EXERCISE AIM>
Write each record again exactly as it stands.

MATERIAL PROVIDED>
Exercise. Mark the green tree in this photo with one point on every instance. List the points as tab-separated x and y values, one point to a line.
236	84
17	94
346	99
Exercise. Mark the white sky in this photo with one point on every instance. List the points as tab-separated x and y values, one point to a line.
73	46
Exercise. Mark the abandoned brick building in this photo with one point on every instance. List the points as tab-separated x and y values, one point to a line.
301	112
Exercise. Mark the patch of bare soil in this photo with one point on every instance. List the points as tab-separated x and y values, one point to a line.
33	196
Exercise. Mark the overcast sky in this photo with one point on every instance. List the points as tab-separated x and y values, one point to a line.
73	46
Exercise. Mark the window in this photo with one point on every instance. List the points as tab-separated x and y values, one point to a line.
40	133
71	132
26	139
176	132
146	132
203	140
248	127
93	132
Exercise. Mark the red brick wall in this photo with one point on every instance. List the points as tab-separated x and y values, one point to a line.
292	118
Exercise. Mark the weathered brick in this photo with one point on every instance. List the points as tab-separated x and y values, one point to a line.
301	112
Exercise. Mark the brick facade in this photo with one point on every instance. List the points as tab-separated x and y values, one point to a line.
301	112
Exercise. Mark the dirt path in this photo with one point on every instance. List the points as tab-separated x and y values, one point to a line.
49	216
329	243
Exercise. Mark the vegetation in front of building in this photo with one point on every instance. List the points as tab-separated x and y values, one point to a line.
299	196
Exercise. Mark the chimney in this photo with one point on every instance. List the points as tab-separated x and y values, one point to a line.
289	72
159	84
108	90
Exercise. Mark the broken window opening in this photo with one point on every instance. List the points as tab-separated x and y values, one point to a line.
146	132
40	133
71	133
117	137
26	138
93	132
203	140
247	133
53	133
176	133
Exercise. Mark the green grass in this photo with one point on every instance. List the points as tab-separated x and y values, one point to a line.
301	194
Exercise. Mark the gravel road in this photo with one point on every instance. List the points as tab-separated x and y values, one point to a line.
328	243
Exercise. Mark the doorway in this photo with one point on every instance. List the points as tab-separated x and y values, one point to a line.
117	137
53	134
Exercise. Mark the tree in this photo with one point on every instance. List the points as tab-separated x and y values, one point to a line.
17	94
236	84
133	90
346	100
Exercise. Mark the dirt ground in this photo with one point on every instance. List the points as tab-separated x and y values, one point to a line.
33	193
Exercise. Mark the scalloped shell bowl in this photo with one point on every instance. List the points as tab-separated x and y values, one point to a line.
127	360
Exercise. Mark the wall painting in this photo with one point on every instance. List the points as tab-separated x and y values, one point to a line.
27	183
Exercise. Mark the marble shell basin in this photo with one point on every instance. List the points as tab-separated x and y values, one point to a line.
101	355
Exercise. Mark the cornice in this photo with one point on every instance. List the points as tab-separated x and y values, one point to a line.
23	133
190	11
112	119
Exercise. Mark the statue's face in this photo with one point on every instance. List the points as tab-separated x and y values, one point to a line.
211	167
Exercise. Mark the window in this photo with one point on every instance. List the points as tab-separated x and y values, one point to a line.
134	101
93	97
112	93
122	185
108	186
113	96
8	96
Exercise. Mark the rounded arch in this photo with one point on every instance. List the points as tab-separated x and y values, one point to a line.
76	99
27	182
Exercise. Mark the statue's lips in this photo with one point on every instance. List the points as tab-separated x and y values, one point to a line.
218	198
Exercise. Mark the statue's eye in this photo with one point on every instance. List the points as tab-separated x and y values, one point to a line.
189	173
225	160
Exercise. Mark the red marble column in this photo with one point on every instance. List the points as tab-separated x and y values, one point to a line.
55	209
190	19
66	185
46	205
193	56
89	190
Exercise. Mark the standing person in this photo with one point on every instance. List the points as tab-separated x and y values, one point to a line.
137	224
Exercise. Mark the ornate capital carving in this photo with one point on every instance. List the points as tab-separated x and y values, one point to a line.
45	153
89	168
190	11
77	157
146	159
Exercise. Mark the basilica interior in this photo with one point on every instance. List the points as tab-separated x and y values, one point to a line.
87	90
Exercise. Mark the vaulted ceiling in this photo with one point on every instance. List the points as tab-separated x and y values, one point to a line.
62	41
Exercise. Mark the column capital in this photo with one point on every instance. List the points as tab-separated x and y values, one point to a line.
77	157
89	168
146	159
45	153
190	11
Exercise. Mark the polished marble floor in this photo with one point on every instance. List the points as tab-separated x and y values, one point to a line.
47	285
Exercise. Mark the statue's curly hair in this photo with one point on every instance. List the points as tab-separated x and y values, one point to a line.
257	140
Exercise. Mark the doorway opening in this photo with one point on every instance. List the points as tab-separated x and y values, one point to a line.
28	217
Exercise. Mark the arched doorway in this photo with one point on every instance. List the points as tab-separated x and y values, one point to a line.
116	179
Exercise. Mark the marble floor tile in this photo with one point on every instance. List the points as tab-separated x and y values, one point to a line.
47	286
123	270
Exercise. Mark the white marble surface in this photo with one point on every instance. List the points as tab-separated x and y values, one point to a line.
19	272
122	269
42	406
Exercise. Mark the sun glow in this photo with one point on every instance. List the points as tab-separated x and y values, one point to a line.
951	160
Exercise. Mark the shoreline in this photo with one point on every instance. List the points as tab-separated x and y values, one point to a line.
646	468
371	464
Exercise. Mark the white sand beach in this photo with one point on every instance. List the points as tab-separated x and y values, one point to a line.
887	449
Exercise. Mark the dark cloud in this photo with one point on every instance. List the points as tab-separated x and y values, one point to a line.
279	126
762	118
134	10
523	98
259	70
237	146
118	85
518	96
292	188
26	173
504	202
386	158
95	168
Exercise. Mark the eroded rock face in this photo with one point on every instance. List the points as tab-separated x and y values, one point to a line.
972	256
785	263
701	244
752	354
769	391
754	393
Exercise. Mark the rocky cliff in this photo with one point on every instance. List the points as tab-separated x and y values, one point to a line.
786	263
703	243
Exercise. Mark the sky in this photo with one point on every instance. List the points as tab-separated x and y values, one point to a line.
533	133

EXERCISE SOLUTION>
Exercise. Mark the green tree in this photo with one point on every instance. List the points as tab-separated x and y values, one point to a line.
236	84
17	94
346	99
Exercise. Mark the white sky in this photo with one point on every instance. List the points as tab-separated x and y values, one point to a line.
73	46
Exercise. Mark the abandoned brick building in this photo with one point on every instance. List the points as tab-separated x and y values, one point to a line.
301	112
Exercise. Mark the patch of bare soil in this photo with one point on every instance. List the points as tab-separated x and y values, one point to a line.
33	196
Exercise. Mark the overcast sky in this photo with one point on every instance. List the points as tab-separated x and y values, one point to a line.
73	46
Exercise. Mark the window in this photo with one point on every instance. List the points as tab-separated x and y values, one point to a line.
40	133
71	132
26	139
176	132
146	132
203	140
248	127
93	132
Exercise. Mark the red brick wall in this photo with one point on every instance. List the points as tab-separated x and y values, one point to a line.
292	118
Exercise. Mark the weathered brick in this photo with one point on every instance. List the points as tab-separated x and y values, one point to a line.
301	112
Exercise. Mark the brick facade in this photo with one point on every instance. List the points as tab-separated x and y values, one point to a line.
301	112
Exercise. Mark the dirt path in this photo with one point on every instance. List the points as tab-separated x and y values, one point to a line.
49	216
329	243
Exercise. Mark the vegetation in front of building in this photo with one point on every instance. List the points as tab-separated x and y values, one point to a line.
299	196
Exercise. Mark the chimney in this photo with one point on every instance. List the points as tab-separated x and y values, one point to a line.
289	72
159	84
108	90
Exercise. Mark the broken window opening in this photo with one point on every instance. List the points as tab-separated x and y values, one point to a line.
146	132
40	133
71	133
117	137
26	138
93	132
203	140
247	133
53	133
176	133
Exercise. Mark the green grass in this photo with one point on every instance. List the points as tab-separated x and y values, one point to a line.
301	194
Exercise. Mark the gravel road in this photo with one point on every instance. List the points as tab-separated x and y values, one point to a line.
328	243
Exercise. Mark the doorway in this photo with one point on every instance. List the points as tab-separated x and y values, one point to a line.
117	137
53	134
Exercise. Mark the tree in this photo with one point on every instance. List the points as tab-separated x and y values, one point to a line.
17	94
236	84
133	90
346	100
Exercise. Mark the dirt ground in this photo with one point on every instance. List the points as tab-separated x and y values, one point to a line.
33	193
Exercise. Mark the scalloped shell bowl in this photo with one point on every instance. List the points as tab-separated x and y values, one point to a line.
127	360
Exercise. Mark the wall painting in this photo with one point on every instance. List the points as tab-separated x and y values, one point to a line.
27	183
Exercise. Mark the marble shell basin in this photo with one point on every instance. List the points as tab-separated x and y values, one point to a line.
101	355
Exercise. Mark the cornice in this photo with one point on every instance. List the points as tab-separated x and y values, one point to a line.
23	133
190	11
112	119
Exercise. Mark the statue's face in this photo with one point on every instance. List the points as tab-separated x and y values, one point to a line.
211	167
Exercise. Mark the window in this photo with one point on every instance. List the points as tab-separated x and y values, one point to a line.
134	101
93	97
112	93
122	185
108	186
113	96
8	96
Exercise. Mark the rounded arch in this photo with one point on every instance. List the points as tab-separated x and y values, one point to a line.
76	99
27	182
Exercise. Mark the statue's lips in this photo with one point on every instance. List the points as tab-separated x and y values, one point to a line.
218	198
Exercise. Mark the statue's eye in this photo with one point on every instance. List the points as tab-separated x and y values, one point to a line.
189	173
225	160
Exercise. Mark the red marble column in this photo with one point on every instance. List the points as tab-separated x and y values, one point to a line.
55	209
190	19
66	185
46	205
193	56
89	190
Exercise. Mark the standing person in this photo with one point on every instance. List the points as tab-separated x and y values, one point to a line.
137	224
Exercise. Mark the ornate capital carving in this photo with one point on every instance. List the points as tab-separated x and y values, one point to a line.
45	153
89	168
190	11
77	157
146	159
Exercise. Mark the basilica interior in this photo with one point on every instance. List the points as tab-separated x and y values, one point to a line.
87	90
Exercise. Mark the vaulted ceiling in this photo with one point on every instance. List the points as tab-separated x and y values, one point to a line.
62	41
Exercise. Mark the column capital in this photo with one point on every instance. List the points as tab-separated x and y values, one point to a line.
77	157
89	168
146	159
45	153
190	11
Exercise. Mark the polished marble floor in this photo with one point on every instance. List the points as tab-separated x and y values, one point to a line.
47	285
Exercise. Mark the statue's curly hair in this photo with one point on every instance. List the points as tab-separated x and y values, one point to a line.
257	140
Exercise. Mark the doorway opening in this photo with one point on every instance. List the points as tab-separated x and y values, one point to a line.
28	217
Exercise. Mark the arched doorway in this photo with one point on every instance. List the points as tab-separated x and y values, one point to a line.
116	179
Exercise. Mark the marble floor tile in this photo with one point on every instance. List the points as tab-separated x and y values, one point to a line.
47	286
123	270
Exercise. Mark the white marble surface in this photo with one point on every instance. List the points as tab-separated x and y values, one point to a line.
19	272
122	269
42	406
Exercise. Mark the sun glow in this photo with one point on every instance. List the points as tab-separated x and y values, one point to a line.
951	160
Exercise. Mark the shoreline in this photo with one point on every instance. List the points as tab-separated x and y values, one point to a line.
646	468
371	464
Exercise. Mark the white sand beach in this photo with one point on every instance. List the points as tab-separated x and y values, one point to a line.
887	449
Exercise. Mark the dark cloud in this photo with one point on every instance. List the points as tab-separated x and y values, one point to a line.
279	126
762	118
134	10
523	98
259	70
237	146
118	85
518	96
292	188
26	173
504	202
386	158
95	168
Exercise. Mark the eroded rock face in this photo with one point on every instance. List the points as tab-separated x and y values, one point to a line.
972	256
785	263
701	244
752	354
769	391
754	393
Exercise. Mark the rocky cliff in this photo with one point on every instance. List the points as tab-separated x and y values, one point to a line.
786	263
703	243
Exercise. Mark the sky in this photo with one point on every instance. List the points as tab-separated x and y values, one point to a line.
533	133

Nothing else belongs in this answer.